WHAT IS NEEDED:
Reproduce the data below in full and exclude every picture.

Saved data entries
>>>>
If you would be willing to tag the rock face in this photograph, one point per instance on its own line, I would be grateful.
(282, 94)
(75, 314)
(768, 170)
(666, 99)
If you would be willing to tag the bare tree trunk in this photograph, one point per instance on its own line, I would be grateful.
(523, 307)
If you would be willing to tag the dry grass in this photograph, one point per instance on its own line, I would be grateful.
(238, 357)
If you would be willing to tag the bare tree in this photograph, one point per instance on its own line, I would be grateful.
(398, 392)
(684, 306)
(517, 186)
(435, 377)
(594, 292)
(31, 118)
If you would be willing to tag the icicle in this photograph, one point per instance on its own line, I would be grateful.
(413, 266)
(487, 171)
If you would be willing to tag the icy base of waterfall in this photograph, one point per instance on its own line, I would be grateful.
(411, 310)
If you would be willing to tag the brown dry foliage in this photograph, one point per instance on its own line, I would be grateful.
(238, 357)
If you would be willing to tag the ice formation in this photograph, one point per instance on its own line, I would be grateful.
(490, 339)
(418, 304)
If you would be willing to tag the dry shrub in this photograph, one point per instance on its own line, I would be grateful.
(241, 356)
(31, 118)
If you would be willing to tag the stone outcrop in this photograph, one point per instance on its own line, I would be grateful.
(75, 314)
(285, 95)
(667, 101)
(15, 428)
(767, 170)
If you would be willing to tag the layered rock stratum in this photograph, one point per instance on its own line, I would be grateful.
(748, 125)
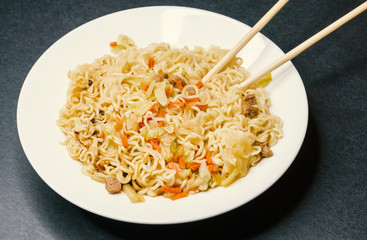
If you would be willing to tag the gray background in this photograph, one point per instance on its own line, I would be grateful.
(322, 196)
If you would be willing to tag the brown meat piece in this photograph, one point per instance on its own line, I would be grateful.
(250, 111)
(112, 185)
(160, 77)
(265, 150)
(191, 90)
(250, 99)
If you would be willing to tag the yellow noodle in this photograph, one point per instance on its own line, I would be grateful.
(111, 87)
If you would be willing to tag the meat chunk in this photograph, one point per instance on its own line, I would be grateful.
(250, 99)
(160, 77)
(191, 90)
(265, 150)
(250, 111)
(112, 185)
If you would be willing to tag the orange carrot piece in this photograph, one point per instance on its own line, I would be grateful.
(194, 166)
(208, 157)
(202, 106)
(145, 87)
(173, 166)
(179, 195)
(151, 62)
(171, 189)
(179, 85)
(155, 144)
(161, 114)
(199, 84)
(212, 168)
(181, 162)
(192, 100)
(167, 90)
(117, 120)
(154, 108)
(118, 125)
(177, 104)
(124, 141)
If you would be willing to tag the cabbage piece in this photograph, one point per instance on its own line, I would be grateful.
(153, 133)
(205, 176)
(141, 107)
(262, 82)
(134, 81)
(184, 173)
(133, 196)
(150, 88)
(173, 146)
(160, 93)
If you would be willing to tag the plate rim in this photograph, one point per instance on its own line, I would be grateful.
(216, 14)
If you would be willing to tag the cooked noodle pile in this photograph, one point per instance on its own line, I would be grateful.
(142, 121)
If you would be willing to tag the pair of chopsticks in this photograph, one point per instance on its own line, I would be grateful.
(289, 55)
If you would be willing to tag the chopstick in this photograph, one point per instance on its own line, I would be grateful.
(303, 46)
(258, 26)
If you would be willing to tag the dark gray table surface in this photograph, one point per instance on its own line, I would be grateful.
(323, 195)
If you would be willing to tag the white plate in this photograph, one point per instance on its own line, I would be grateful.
(44, 93)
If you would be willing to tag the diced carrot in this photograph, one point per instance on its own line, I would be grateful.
(202, 106)
(117, 119)
(194, 166)
(145, 87)
(199, 84)
(161, 114)
(118, 125)
(173, 166)
(179, 85)
(112, 44)
(179, 195)
(208, 157)
(151, 62)
(181, 162)
(171, 189)
(177, 104)
(154, 108)
(124, 141)
(192, 100)
(212, 168)
(155, 145)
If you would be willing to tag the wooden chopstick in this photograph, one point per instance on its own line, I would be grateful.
(303, 46)
(233, 52)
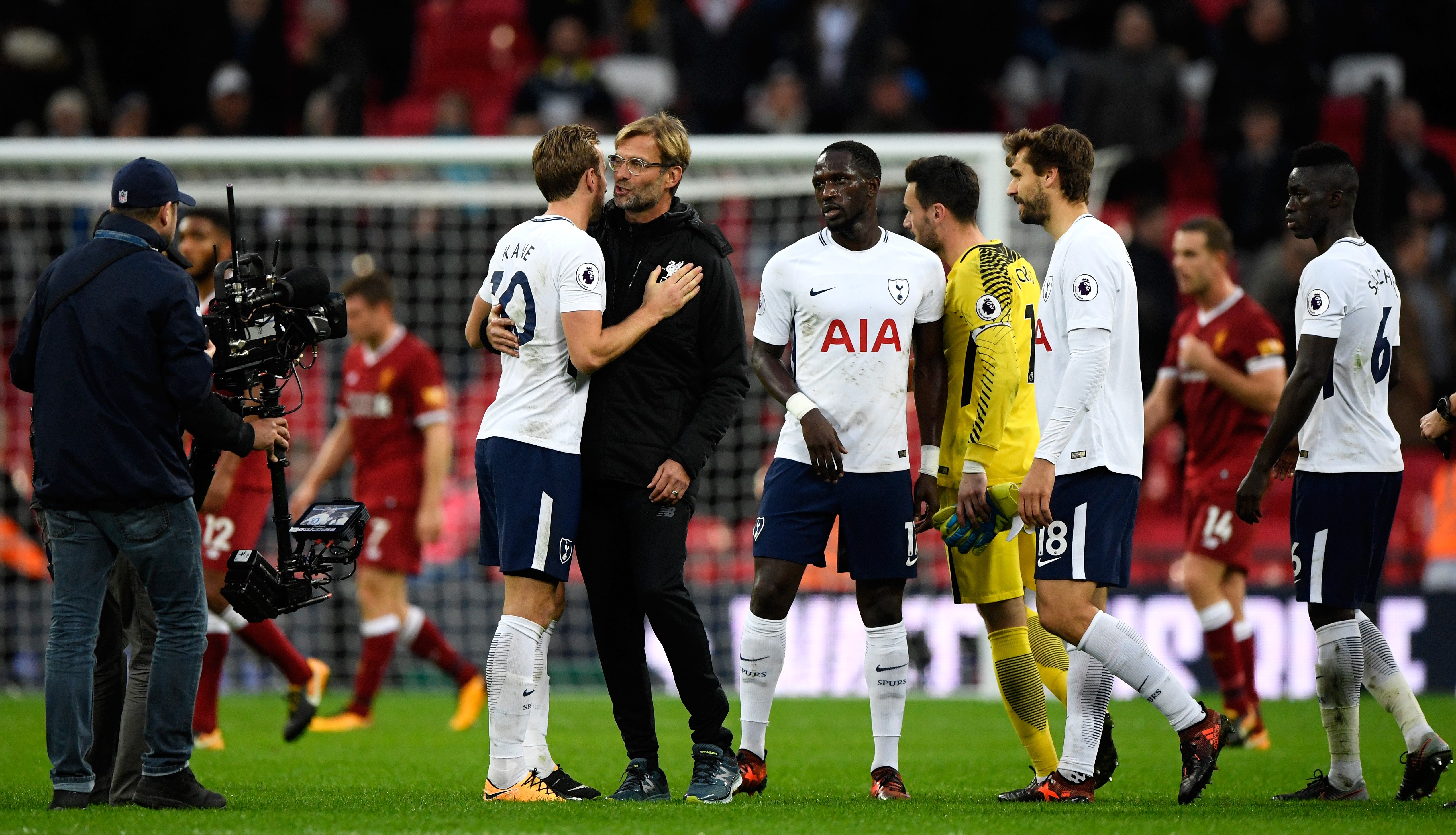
<<<<
REPLY TO THE TASK:
If you would be willing to tag the rock face in this photograph, one point per instance on its own line, I would be grateful.
(282, 94)
(75, 314)
(768, 170)
(666, 99)
If you would be willing to tag the bare tree trunk in this photograph, one point per instance on its own line, I would be grateful.
(523, 307)
If you would be willing to tag the dry grass in this photograph, one point per instance on its own line, I would be grateful.
(238, 357)
If you would be willing to tag the bare tree in this photograph, one point per instance on its own line, I would be grateful.
(398, 392)
(684, 306)
(517, 186)
(435, 377)
(594, 292)
(31, 118)
If you would be willing to tag the icicle in this photograph, one point per instance on its own line, I would be grateful.
(413, 266)
(487, 171)
If you would be willing to tag the icy base of waterfall in this photograph, one point per instance on its own line, I would be grateful.
(411, 310)
If you would be willing to tag the brown dry foliage in this photograph, one point per instance on its own line, I would be grateful.
(238, 357)
If you would be willing to tag the ice formation in this photograph, one point per instance on its own line, I would be grateful.
(490, 339)
(418, 304)
If you would be willing to tag the dry shrub in this photograph, one point per instance on its own line, I would be grateful.
(241, 356)
(31, 118)
If you would be willing to tag the stone outcrop in this photograph, one point per instance on its own line, I would be grateful.
(75, 314)
(285, 95)
(667, 101)
(15, 428)
(767, 170)
If you would be willing to tag the layered rock stratum in this photograph, one point per instance on its own line, I would be grateful.
(748, 125)
If you would be willing to tag the gray background in this photograph, one point per instance on its own line, I would be grateful.
(322, 196)
If you would be willing to tag the brown meat piece in this photograph, one point per instance on its own line, I would be grateful.
(250, 111)
(112, 185)
(160, 77)
(265, 150)
(191, 90)
(250, 99)
If you would be willing to tag the yellow noodle in this photograph, one point per instance on its own line, I would be grateful.
(111, 87)
If you would be willing to tag the meat chunk in this photograph, one point per instance on its own line, I would be grateful.
(250, 99)
(160, 77)
(191, 90)
(265, 150)
(250, 111)
(112, 185)
If you would be willing to tag the orange carrot piece in this photograph, one point per instance on its own line, I would be grateful.
(194, 166)
(208, 157)
(202, 106)
(145, 87)
(173, 166)
(179, 195)
(151, 62)
(171, 189)
(179, 85)
(155, 144)
(161, 114)
(199, 84)
(212, 168)
(181, 162)
(192, 100)
(167, 90)
(117, 120)
(154, 108)
(118, 125)
(177, 104)
(124, 141)
If you would be willing to tag the cabbage piece in this photograph, one point per instance on its own line, I would be grateful.
(153, 133)
(205, 176)
(141, 107)
(262, 82)
(134, 81)
(184, 173)
(133, 196)
(150, 88)
(173, 146)
(160, 93)
If you would be willing to tag the plate rim in this photograph, one point per instance on its own line, I would be grateful.
(216, 14)
If you would be willing to tag the cooked noodle pile in this photograph, one point per instance on its own line, I would be grateful.
(142, 121)
If you would be willing to tag the pair of chopsticks in this photograph, one point per instance on its own line, I would be grateful.
(289, 55)
If you would be willing to tag the chopstick in this photograph, one point per instance on its own line, I would be grateful.
(303, 46)
(258, 26)
If you would be willing to tag the dark gray table surface in this photograph, one point per instance on its own line, I would be grateful.
(323, 195)
If you would be willing to tag the white plate in this photograph, one point per instance on its own line, I would be grateful.
(44, 93)
If you would be willing to tag the diced carrot in this photograph, one point per instance on its own line, I would be grateful.
(202, 106)
(117, 119)
(194, 166)
(145, 87)
(199, 84)
(161, 114)
(118, 125)
(173, 166)
(179, 85)
(112, 44)
(179, 195)
(208, 157)
(151, 62)
(181, 162)
(171, 189)
(177, 104)
(154, 108)
(124, 141)
(192, 100)
(212, 168)
(155, 145)
If you would be willing to tag the wooden chopstick in this photograph, one point per instance on its own line, I would be grateful.
(303, 46)
(233, 52)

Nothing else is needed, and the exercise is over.